Problem description>
Stop after the line that contains "positive clicks: (148, 518)". Until then, retype each line of the entries exactly from the first one, skipping pictures.

Data to examine>
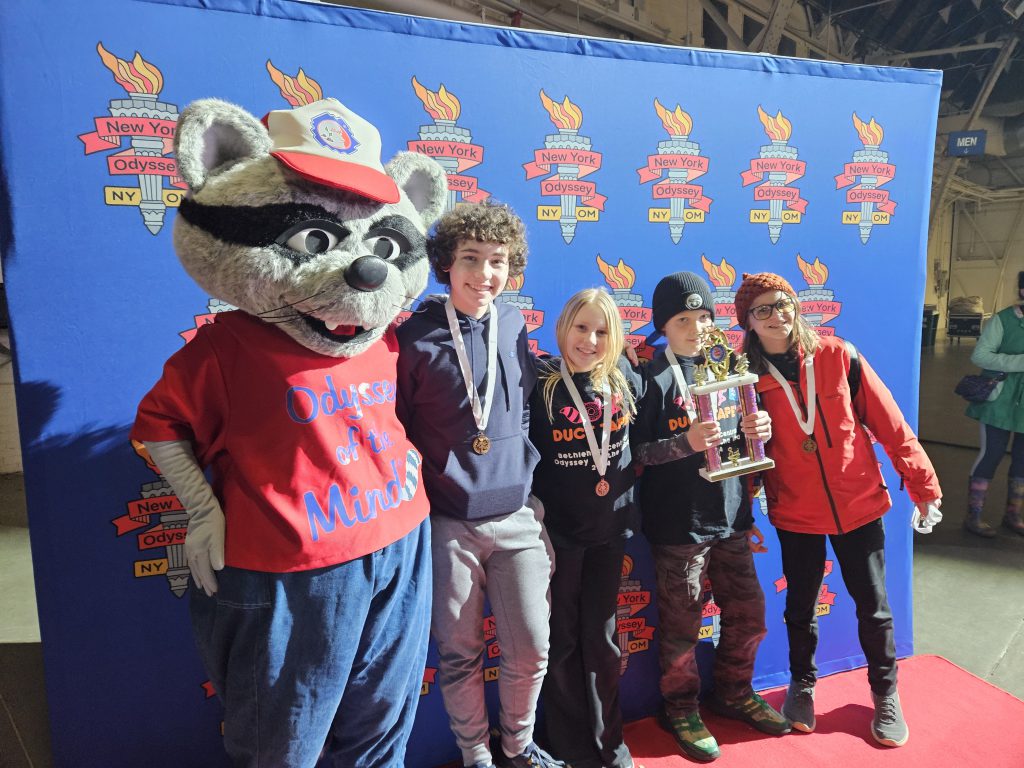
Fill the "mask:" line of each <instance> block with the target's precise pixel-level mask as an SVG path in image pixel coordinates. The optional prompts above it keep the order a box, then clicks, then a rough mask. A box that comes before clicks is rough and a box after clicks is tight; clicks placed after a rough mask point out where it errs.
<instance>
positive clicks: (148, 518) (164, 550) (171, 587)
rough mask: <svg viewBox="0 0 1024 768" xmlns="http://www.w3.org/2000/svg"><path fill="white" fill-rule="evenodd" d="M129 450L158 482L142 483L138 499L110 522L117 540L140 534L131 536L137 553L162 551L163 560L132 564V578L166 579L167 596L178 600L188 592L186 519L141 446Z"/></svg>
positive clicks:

Reply>
Fill the "mask:" line of each <instance> block with the target's precise pixel-level mask as an SVG path in image pixel coordinates. The optional prompts above it keep the order a box, then clicks, then a rough mask. A box that comes before clicks is rough and a box after clicks is tight; clicks placed after a rough mask point out where it errs.
<instance>
positive clicks: (148, 518) (164, 550) (171, 587)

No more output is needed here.